▶ **Page**:
⁂

Frequently asked technical objective types multiple choice pointer questions with explanation of placement in c programming language
Note: Linux GCC compilers and Visual C++ compiler doesn't support far and huge pointers.
1.
What will be output of following program?
#include <stdio.h>
int main(){
int a = 320;
char *ptr;
ptr =( char *)&a;
printf( "%d " ,*ptr);
return 0;
}
Explanation:
Turbo C++ 3.0: 64
Turbo C ++4.5: 64
Linux GCC: 64
Visual C++: 64
As we know int is two byte data byte while char is one byte data byte. char pointer can keep the address one byte at time.
Binary value of 320 is 00000001 01000000 (In 16 bit)
Memory representation of int a = 320 is:
So ptr is pointing only first 8 bit which color is green and Decimal value is 64.
2.
What will be output of following program?
#include <stdio.h>
#include <conio.h>
int main(){
void (*p)();
int (*q)();
int (*r)();
p = clrscr;
q = getch;
r = puts;
(*p)();
(*r)( "cquestionbank.blogspot.com" );
(*q)(); return 0;
}
Explanation:
Turbo C++ 3.0: cquestionbank.blogspot.com
Turbo C ++4.5: cquestionbank.blogspot.com
Linux GCC: Compilation error
Visual C++: Compilation error
p is pointer to function whose parameter is void and return type is also void. r and q is pointer to function whose parameter is void and return type is int . So they can hold the address of such function.

⁂

▶ **Information given**:
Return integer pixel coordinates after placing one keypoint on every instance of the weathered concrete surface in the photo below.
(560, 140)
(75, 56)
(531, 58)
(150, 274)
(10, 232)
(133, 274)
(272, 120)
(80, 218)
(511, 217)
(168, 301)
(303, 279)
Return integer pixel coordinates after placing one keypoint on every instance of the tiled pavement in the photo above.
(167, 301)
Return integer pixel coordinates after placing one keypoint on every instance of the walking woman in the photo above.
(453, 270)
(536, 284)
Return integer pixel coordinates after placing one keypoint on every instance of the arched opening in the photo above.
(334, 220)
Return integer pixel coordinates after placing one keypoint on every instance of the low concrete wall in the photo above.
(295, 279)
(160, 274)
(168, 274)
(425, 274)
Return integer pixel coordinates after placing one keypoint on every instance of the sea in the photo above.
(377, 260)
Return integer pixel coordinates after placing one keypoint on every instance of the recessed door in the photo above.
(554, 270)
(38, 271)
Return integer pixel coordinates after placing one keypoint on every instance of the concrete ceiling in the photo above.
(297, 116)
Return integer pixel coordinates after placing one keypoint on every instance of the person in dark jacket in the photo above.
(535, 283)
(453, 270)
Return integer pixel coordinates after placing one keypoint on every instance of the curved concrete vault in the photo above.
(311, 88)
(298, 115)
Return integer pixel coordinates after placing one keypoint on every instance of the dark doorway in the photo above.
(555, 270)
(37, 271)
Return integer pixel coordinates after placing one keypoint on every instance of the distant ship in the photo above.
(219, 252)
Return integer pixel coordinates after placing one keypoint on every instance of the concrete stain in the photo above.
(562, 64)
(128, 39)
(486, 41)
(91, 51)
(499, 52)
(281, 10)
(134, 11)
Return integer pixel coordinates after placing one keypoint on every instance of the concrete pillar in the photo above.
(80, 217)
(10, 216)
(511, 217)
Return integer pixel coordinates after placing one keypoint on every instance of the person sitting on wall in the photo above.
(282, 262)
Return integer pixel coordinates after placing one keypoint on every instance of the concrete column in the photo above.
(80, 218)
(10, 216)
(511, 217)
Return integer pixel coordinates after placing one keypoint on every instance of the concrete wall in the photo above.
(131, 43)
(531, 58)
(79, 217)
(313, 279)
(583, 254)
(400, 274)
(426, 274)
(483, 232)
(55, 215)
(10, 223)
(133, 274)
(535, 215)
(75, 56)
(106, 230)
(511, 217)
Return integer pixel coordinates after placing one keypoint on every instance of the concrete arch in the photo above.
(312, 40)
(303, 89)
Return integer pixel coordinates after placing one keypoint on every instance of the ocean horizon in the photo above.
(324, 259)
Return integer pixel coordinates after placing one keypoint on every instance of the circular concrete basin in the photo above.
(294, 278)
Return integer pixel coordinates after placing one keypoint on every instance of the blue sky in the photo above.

⁂

▶ **Your task**: Could you carry the C pointer quiz above further, starting right after its final line?

▶ **Output of the exercise**:
3.
What will be output of following program?
#include <stdio.h>
int main(){
int i = 3;
int *j;
int **k;
j=&i;
k=&j;
printf("%u %u %d ",k,*k,**k); return 0;
}
Explanation:
Turbo C++ 3.0: Address, Address, 3
Turbo C ++4.5: Address, Address, Address
Linux GCC: Address, Address, 3
Visual C++: Address, Address, 3
Memory representation
Here 6024, 8085, 9091 is any arbitrary address, it may be different.
Value of k is content of k in memory which is 8085
Value of *k means content of memory location which address k keeps.
k keeps address 8085 .
Content of at memory location 8085 is 6024
In the same way **k will equal to 3.
Short cut way to calculate:
Rule: * and & always cancel to each other
i.e. *&a = a
So *k = *(&j) since k = &j
*&j = j = 6024
And
**k = **(&j) = *(*&j) = *j = *(&i) = *&i = i = 3
4.
What will be output of following program?
#include <stdio.h>
int main(){
char far *p =( char far *)0x55550005;
char far *q =( char far *)0x53332225;
*p = 80;
(*p)++;
printf( "%d" ,*q);
return 0;
}
Explanation:
Turbo C++ 3.0: 81
Turbo C ++4.5: Compilation error
Linux GCC: Compilation error
Visual C++: Compilation error
Far address of p and q are representing same physical address.
Physical address of 0x55550005 = (0x5555) * (0x10) + (0x0005) = 0x55555
Physical address of 0x53332225 = (0x5333 * 0x10) + (0x2225) = 0x55555
*p = 80, means content at memory location 0x55555 is assigning value 25
(*p)++ means increase the content by one at memory location 0x5555 so now content at memory location 0x55555 is 81
*q also means content at memory location 0x55555 which is 26
5.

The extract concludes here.